What you are asked to do: Reproduce the lines below verbatim, from the first line up to and including the line with "Query: brass towel ring".

--*--

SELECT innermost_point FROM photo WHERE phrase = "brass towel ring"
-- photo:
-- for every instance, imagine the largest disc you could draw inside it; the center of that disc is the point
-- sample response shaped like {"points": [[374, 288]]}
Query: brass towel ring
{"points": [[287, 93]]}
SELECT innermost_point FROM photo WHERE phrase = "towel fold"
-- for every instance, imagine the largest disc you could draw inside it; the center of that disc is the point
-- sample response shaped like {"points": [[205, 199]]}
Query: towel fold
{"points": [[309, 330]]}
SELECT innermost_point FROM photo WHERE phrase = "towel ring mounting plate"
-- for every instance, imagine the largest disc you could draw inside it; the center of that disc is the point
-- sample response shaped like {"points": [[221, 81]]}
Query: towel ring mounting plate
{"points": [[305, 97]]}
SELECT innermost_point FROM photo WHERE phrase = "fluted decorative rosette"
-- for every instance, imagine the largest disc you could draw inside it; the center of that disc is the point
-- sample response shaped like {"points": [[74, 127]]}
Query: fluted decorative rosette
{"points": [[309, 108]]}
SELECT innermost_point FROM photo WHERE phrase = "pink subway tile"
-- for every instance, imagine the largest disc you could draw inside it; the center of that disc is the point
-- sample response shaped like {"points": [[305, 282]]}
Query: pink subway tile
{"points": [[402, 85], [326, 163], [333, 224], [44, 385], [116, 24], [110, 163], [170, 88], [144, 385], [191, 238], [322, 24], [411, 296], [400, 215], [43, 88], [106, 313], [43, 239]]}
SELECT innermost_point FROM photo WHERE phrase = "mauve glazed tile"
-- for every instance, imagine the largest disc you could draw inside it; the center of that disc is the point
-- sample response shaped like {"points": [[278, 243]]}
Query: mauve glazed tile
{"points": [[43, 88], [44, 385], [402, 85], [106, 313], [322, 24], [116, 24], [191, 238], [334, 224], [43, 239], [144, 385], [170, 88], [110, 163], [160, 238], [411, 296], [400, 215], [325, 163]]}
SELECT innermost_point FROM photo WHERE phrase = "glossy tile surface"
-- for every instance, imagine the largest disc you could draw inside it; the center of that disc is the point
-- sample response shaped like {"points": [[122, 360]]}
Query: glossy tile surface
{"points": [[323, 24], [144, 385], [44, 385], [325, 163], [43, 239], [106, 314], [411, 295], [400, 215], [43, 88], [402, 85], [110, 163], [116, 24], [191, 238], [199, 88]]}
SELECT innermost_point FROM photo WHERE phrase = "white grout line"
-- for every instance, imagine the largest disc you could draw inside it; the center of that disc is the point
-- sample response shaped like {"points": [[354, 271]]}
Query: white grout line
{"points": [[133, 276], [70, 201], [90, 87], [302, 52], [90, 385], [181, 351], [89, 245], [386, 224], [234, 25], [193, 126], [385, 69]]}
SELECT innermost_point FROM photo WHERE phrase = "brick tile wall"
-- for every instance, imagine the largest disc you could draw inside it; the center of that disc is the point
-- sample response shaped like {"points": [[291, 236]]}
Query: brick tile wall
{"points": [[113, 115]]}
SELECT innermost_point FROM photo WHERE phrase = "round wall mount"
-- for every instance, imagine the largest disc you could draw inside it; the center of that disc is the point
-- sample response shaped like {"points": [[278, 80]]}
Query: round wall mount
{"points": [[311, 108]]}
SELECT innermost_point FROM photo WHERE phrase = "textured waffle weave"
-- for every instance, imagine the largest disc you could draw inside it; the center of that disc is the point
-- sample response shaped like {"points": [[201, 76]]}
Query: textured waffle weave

--*--

Answer to this task:
SELECT innermost_point FROM photo WHERE phrase = "brass towel ring"
-- photo:
-- for every instance, imagine the largest disc you could draw inside it; the center of that disc is the point
-- sample response shaped like {"points": [[374, 288]]}
Query: brass towel ring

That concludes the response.